→ **Written problem A**: Count the lines in the rows below that contain the string "rock", and give only that number.

** START Supplied passage **

Safe at school

LEWISTOWN – Everyday Lewistown Police Department School Resource Officer Chuck Miller reports to his office at the Mifflin County Middle School, and thinks about how he can improve the life of the young children in the school setting.

While Miller’s office is located in MCMS, he also works in Lewistown Elementary School and the Lewistown Intermediate School. His job was created through a Community Oriented Policing Services grant program, which allows funding to have officers assigned to patrol school buildings.

“The department applied for the grant, and it is funded 75 percent for the first three years from the federal government and 25 percent through the school district,” Miller said. “In the final year the borough will pay for the remaining balance.”

Miller said the ultimate goal of the grant is to make a difference in the life of a young person and to be a positive role model for them.

Prior to working in the schools, Miller worked as a police detective with kids after they had already been victims.

“There was a certain amount of stress in working with kids as victims,” Miller explained. “I wanted to become involved with them at an early age and be on the preventive side. That was why after a few years as a detective, I put in for the transfer.”

Before starting at the schools Miller underwent training through the National School Resource Officer Association. This helped him to become better at working with kids.

The grant was awarded to the department in late 2013, and Miller started in his new position on Jan. 2, which was the first day students were back in school after the holidays.

“It was a small shock for the kids when they saw me walking around in uniform that first day,” Miller said. “There were kids calling parents who work in the local police departments, asking them what was wrong and why I was there.”

Miller said he believes these kids are warming up to him, since they are seeing him on a daily basis. Miller also believes his easy-going personality helps him with working with the students and with the day-to-day situations. He said parents have been receptive toward his position and not only the work he has been doing with the students, but also the work he plans to do. The biggest part of his job is to be there for the students to talk to and help them to work through problems.

“I offer advice to them when it is needed,” Miller said. “I remember one time in a bullying case, I sat down with each student individually to get their side of the story. I then brought them together, talked to them and really got down to the root of the problem.”

** END Supplied passage **

→ **Written problem B**: According to the school safety article above, what organization trained Miller before he started at the schools?

** START Given records **

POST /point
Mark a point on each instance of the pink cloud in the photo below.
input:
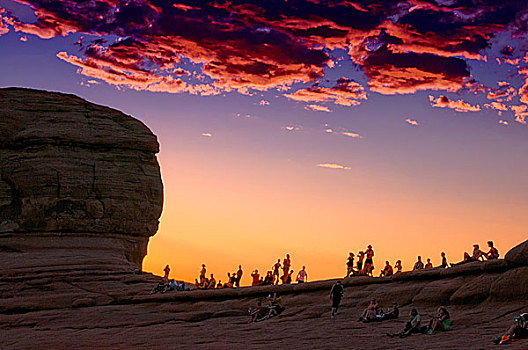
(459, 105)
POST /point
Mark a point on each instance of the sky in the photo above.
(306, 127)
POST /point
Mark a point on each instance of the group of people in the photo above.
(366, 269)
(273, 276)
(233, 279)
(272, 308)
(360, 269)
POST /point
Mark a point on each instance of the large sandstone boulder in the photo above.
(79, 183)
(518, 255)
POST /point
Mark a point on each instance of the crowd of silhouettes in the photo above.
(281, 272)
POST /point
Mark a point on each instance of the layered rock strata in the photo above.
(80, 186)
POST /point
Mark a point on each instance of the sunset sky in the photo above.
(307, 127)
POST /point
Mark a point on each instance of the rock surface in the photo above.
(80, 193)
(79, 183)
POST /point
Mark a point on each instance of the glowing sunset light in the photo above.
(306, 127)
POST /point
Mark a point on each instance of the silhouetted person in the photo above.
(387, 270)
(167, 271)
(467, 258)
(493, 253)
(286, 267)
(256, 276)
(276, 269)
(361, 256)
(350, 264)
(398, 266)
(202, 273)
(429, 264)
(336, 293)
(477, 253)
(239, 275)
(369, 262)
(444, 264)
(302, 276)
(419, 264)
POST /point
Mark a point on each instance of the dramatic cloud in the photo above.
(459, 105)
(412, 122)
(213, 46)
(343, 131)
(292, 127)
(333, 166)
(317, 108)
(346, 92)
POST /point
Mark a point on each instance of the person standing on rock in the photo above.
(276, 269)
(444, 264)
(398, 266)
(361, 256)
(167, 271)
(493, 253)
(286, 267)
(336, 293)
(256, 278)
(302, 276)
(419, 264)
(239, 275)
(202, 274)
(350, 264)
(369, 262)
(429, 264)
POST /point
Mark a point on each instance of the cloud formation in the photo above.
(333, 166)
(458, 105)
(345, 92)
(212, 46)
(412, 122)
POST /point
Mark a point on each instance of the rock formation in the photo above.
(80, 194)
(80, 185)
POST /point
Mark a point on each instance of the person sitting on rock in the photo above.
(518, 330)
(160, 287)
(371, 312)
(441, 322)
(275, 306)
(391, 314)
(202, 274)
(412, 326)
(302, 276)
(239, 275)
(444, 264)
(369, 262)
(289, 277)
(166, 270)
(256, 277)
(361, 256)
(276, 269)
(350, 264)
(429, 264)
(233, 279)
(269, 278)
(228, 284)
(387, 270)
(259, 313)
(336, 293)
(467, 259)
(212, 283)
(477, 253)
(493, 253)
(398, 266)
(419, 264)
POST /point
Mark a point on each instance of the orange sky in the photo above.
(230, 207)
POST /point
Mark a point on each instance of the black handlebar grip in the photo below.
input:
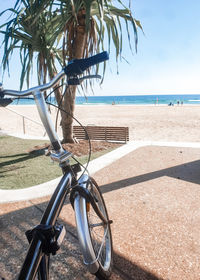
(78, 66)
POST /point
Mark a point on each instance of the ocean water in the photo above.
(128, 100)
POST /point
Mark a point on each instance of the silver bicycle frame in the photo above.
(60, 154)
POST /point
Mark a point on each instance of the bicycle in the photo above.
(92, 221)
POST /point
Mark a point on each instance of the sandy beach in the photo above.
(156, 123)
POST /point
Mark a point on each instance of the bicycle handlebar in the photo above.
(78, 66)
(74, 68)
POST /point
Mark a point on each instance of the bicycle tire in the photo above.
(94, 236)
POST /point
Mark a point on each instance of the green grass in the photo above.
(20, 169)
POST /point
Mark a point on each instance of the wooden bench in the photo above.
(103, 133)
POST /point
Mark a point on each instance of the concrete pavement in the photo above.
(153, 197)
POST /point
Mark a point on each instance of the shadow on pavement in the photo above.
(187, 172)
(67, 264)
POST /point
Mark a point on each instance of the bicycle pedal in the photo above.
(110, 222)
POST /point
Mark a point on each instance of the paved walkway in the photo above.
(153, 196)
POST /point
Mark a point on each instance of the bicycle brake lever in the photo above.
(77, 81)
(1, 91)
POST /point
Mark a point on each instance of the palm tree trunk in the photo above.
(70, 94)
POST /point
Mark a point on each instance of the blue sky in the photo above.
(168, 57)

** END Given records **

→ **Written response A**: 5

→ **Written response B**: The National School Resource Officer Association.